PROVIDED TEXT
------
In embodiments the first control may be a thumb slide. The thumb
slide may be coupled to the slide arm so as to vertically shift the
slide arm, and the slide arm coupled to the first drive disk such
that vertical shifting of the slide arm rotates the first drive
disk.
In embodiments of the invention the second control may be a key
cylinder. The key cylinder may be operably coupled to the second
drive disk. In embodiments, the at least one lock element may be a
hook.
In embodiments, a lock actuator assembly includes an interior lock
actuator assembly with an interior escutcheon presenting a planar
outer surface and including a first handle portion recessed
relative to the outer surface and a control, at least one rotatable
drive disk, and a vertically slidable arm operably coupled with the
at least one drive disk so as to rotate the at least one drive disk
when the arm is shifted vertically with the control. The assembly
further has an exterior lock actuator assembly with an exterior
escutcheon presenting a planar outer surface and including a second
handle portion recessed relative to the outer surface. The at least
one rotatable drive disk is adapted to couple with a lock assembly
so as to shift the lock assembly between a locked position and an
unlocked position when the at least one rotatable drive disk
rotates.
In embodiments, the control may be a thumb slide. The assembly can
further include a second rotatable drive disk operably coupled to
the arm such that rotation of the second drive disk vertically
shifts the arm. The exterior lock actuator assembly can include a
second control rotatably coupled to the second drive disk. The
second control may be a key cylinder.
BRIEF DESCRIPTION OF THE DRAWINGS
The invention may be more completely understood in consideration of
the following detailed description of various embodiments of the
invention in connection with the accompanying drawings, in
which:
FIG. 1 is an isometric view of a sliding door assembly according to
an embodiment of the invention;
FIG. 1A is an end elevation view of a lock actuating assembly
according to an embodiment of the invention, with a door stile
depicted in phantom;
FIG. 1B is an orthogonal view of the lock actuating assembly of
FIG. 1A, with a door assembly depicted in phantom;
FIG. 1C is a close-up orthogonal view of a portion of the lock
actuating assembly of FIG. 1A;
FIG. 1D is a close-up orthogonal view of another portion of the
lock actuating assembly of FIG. 1A;
FIG. 2A is a side elevation view of an interior lock actuator
assembly, with the lock control in an unlocked position, installed
in a door according to an embodiment of the invention, and with the
side stile of the door abutted with the frame of the door;
FIG. 2B is a side elevation view of the interior lock actuator
assembly of FIG. 2A in a locked position;
FIG. 3 is a side elevation view of an exterior lock actuator
assembly installed in a door according to an embodiment of the
invention;
FIG. 4A is an orthogonal view of a lock assembly according to an
embodiment of the present invention;
FIG. 4B is an end elevation view of a lock actuating assembly
installed in a door according to an embodiment of the
invention;
FIG. 5A is an orthogonal view of a lock keeper according to an
embodiment of the invention;
FIG. 5B is an end elevation view of the lock keeper of FIG. 5A
installed in a side frame jamb;
FIG. 6 is an elevation view of the backside of an assembled
interior lock actuating assembly according to an embodiment of the
invention;
FIG. 7 is an orthogonal exploded view of the interior lock
actuating assembly of FIG. 6;
FIG. 8 is an orthogonal view of a thumb slide of an interior lock
actuating assembly according to an embodiment of the invention;
FIG. 9 is an orthogonal view of a thumb slide sleeve of an interior
lock actuating assembly according to an embodiment of the
invention;
FIG. 10 is an orthogonal view of a drive disk according to an
embodiment of the invention;
FIG. 11 is an orthogonal view of a drive tung according to an
embodiment of the invention;
FIG. 12A is a side elevation view of an interior lock actuator
assembly in an unlocked position according to another embodiment of
the invention;
FIG. 12B is an elevation view of the backside of the assembled
interior lock actuating assembly of FIG. 12A;
FIG. 13 is an elevation view of the backside of an assembled
interior lock actuating assembly according to another embodiment of
the invention;
FIG. 14 is an exploded orthogonal view of an interior lock actuator
according to the embodiment of FIG. 13;
FIG. 15 is an elevation view of the backside of an assembled
exterior lock actuating assembly according to an embodiment of the
invention;
FIG. 16 is an orthogonal exploded view of the interior lock
actuating assembly of FIG. 15;
FIG. 17A is an orthogonal view of an exterior lock actuator
assembly according to another embodiment of the invention;
FIG. 17B is an alternate orthogonal view of the exterior lock
actuator assembly of FIG. 17A;
FIG. 18A is an orthogonal view of shallow profile handles according
to an embodiment of the invention; and
FIG. 18B is an orthogonal view of deep profile handles according to
an embodiment of the invention.
------
WORK TASK A
Give the records, from their first line through the line that contains "box: [344, 217, 714, 450]", as a Markdown table with the columns Row and Line, leaving out blank lines.

(Stored data)
------
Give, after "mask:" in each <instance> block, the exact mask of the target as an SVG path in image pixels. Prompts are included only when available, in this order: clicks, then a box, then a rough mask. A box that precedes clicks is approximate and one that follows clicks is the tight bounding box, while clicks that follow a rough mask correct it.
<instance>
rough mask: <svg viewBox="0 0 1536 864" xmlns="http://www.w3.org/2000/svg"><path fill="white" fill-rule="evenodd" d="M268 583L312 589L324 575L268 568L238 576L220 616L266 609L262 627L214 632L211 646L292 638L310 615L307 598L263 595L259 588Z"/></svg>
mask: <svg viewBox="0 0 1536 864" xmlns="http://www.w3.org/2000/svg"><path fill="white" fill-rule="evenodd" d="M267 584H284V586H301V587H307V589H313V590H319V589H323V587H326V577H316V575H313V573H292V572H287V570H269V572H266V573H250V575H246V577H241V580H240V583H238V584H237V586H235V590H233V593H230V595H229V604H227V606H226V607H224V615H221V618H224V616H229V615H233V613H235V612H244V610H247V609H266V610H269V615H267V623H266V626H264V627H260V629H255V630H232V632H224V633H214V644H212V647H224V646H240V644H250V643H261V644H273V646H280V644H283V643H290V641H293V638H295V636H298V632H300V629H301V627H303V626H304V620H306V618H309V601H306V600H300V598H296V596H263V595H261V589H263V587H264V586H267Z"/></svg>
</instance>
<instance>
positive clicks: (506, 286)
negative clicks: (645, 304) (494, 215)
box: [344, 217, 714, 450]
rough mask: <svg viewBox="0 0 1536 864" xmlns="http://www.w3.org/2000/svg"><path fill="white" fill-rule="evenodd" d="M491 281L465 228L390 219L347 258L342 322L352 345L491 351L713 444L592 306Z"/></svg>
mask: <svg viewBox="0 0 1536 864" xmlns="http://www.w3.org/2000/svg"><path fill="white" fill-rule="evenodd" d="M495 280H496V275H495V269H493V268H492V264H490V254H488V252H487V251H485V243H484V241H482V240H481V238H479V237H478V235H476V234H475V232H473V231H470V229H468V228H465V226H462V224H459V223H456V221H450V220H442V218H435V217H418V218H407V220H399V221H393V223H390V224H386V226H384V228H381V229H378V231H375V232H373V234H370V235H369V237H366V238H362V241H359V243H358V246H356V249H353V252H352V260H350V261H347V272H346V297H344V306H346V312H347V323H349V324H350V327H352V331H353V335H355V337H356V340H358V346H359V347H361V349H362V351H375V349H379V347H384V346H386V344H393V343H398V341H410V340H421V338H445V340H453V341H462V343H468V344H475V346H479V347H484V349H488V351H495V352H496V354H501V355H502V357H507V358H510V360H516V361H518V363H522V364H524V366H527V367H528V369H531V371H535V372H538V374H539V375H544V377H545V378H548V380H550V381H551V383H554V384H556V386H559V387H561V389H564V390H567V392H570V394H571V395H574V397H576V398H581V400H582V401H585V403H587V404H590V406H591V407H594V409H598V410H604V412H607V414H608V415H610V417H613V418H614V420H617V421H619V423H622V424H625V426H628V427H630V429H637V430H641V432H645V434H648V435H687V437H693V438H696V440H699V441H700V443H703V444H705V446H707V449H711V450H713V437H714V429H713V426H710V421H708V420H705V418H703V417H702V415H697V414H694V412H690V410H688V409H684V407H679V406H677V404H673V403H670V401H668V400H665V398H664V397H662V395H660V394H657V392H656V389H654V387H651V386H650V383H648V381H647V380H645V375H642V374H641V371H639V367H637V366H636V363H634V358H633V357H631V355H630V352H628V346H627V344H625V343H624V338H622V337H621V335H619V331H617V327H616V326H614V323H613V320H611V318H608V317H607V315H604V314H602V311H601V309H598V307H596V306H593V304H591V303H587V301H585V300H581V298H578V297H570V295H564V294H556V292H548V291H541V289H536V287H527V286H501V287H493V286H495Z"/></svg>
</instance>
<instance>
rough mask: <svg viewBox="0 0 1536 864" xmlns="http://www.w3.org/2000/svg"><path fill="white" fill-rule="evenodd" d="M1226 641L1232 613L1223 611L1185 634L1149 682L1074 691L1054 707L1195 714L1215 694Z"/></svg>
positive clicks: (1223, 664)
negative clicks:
------
WORK TASK B
Answer these questions from the lock actuator text:
(i) What may the at least one lock element be?
(ii) What may the second control be?
(iii) What does FIG. 5A show?

RESULT A
| Row | Line |
|---|---|
| 1 | Give, after "mask:" in each <instance> block, the exact mask of the target as an SVG path in image pixels. Prompts are included only when available, in this order: clicks, then a box, then a rough mask. A box that precedes clicks is approximate and one that follows clicks is the tight bounding box, while clicks that follow a rough mask correct it. |
| 2 | <instance> |
| 3 | rough mask: <svg viewBox="0 0 1536 864" xmlns="http://www.w3.org/2000/svg"><path fill="white" fill-rule="evenodd" d="M268 583L312 589L324 575L268 568L238 576L220 616L266 609L262 627L214 632L211 646L292 638L310 615L307 598L263 595L259 588Z"/></svg> |
| 4 | mask: <svg viewBox="0 0 1536 864" xmlns="http://www.w3.org/2000/svg"><path fill="white" fill-rule="evenodd" d="M267 584H284V586H301V587H307V589H313V590H319V589H323V587H326V577H316V575H313V573H292V572H287V570H269V572H266V573H250V575H246V577H241V580H240V583H238V584H237V586H235V590H233V593H230V595H229V604H227V606H226V607H224V615H221V618H224V616H229V615H233V613H235V612H244V610H247V609H266V610H269V615H267V623H266V626H264V627H260V629H255V630H232V632H224V633H214V644H212V647H224V646H240V644H250V643H261V644H273V646H280V644H283V643H290V641H293V638H295V636H298V632H300V629H301V627H303V626H304V620H306V618H309V601H306V600H300V598H296V596H263V595H261V589H263V587H264V586H267Z"/></svg> |
| 5 | </instance> |
| 6 | <instance> |
| 7 | positive clicks: (506, 286) |
| 8 | negative clicks: (645, 304) (494, 215) |
| 9 | box: [344, 217, 714, 450] |

RESULT B
(i) A hook.
(ii) A key cylinder.
(iii) An orthogonal view of a lock keeper according to an embodiment of the invention.